(Dataset records about object locations)
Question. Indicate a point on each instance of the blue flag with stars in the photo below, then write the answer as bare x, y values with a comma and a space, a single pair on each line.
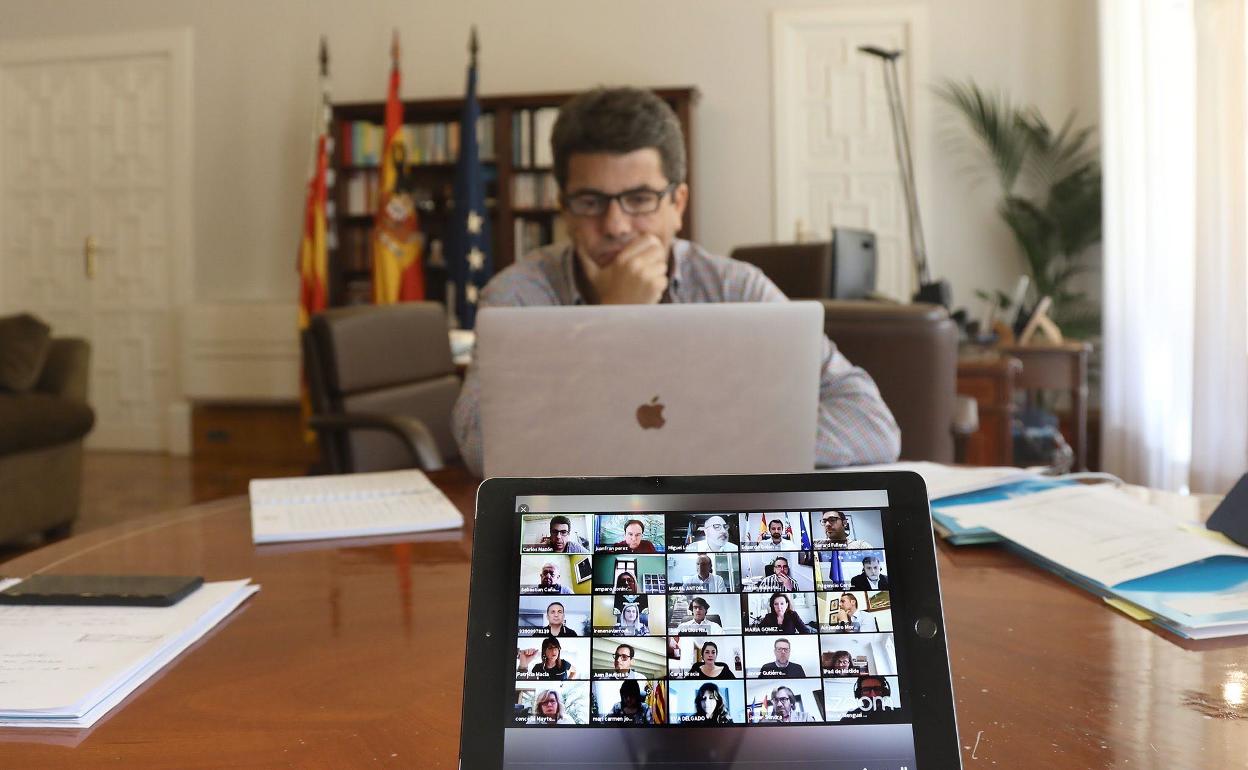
468, 238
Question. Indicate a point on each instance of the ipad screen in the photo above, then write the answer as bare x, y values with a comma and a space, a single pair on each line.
763, 618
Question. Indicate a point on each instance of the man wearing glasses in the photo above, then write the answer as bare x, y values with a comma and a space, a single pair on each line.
562, 539
623, 667
836, 527
619, 160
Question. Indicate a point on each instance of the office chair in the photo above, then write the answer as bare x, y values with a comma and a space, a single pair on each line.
910, 351
799, 270
382, 386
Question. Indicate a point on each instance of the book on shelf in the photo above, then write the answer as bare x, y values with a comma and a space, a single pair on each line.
543, 126
534, 190
531, 136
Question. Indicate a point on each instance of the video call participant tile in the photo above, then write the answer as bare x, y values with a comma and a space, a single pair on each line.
781, 657
554, 617
694, 701
555, 574
778, 572
854, 612
628, 703
629, 533
846, 529
550, 658
771, 532
703, 533
714, 573
704, 614
853, 654
705, 658
860, 698
557, 533
780, 613
629, 658
550, 703
784, 700
629, 574
629, 615
853, 570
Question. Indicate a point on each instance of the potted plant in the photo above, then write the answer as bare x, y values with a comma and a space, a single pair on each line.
1051, 194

What is being asked
Rewrite all the entries above as a JSON list of strings, one string per line, skipping blank lines and leaving out the pictures.

Final result
[
  "Question. Indicate a point on each instance of the blue flag with stars in the photo below, then write the answer as bare x, y values with a comma and a space, a single pair on each line.",
  "468, 238",
  "Question. Indicate a point on each instance of the ipad screen in the photo above, then write the answer as bare x, y values with a comma and a space, a single pair on each line.",
  "763, 618",
  "Question. Indicate a point on each instance of the man wearing glasses in the photo above, then write the answer as bare x, y values with a comma and a space, a single pair on each line.",
  "562, 539",
  "623, 667",
  "836, 527",
  "619, 160",
  "Question. Indicate a point on each instance of the office chair in the photo above, then write the answer as bare x, y values with a comma and a space, a single pair on each line.",
  "910, 351",
  "799, 270",
  "382, 386",
  "Question. Indicate a point on each instance of the book on shelf in the photo above, then write the answer as bare x, y values with a comma and a space, a single pair on each line.",
  "543, 126",
  "534, 190",
  "531, 136",
  "Question. Indicate a point on each instance of the video call participant tile in the photo above, then write the answer as bare x, y values with a comma and a space, a single pair on each line.",
  "781, 657",
  "554, 617",
  "694, 701",
  "555, 574",
  "778, 572",
  "854, 612",
  "628, 703",
  "629, 533",
  "846, 529",
  "550, 658",
  "771, 532",
  "703, 533",
  "714, 573",
  "704, 614",
  "853, 654",
  "705, 658",
  "860, 698",
  "557, 533",
  "780, 613",
  "629, 658",
  "550, 703",
  "784, 700",
  "629, 574",
  "629, 615",
  "853, 570",
  "Question. Indicate a point on each instance of the potted plant in the photo above, then write the answer as bare x, y values with a comma and a space, a single pair on each line.",
  "1051, 194"
]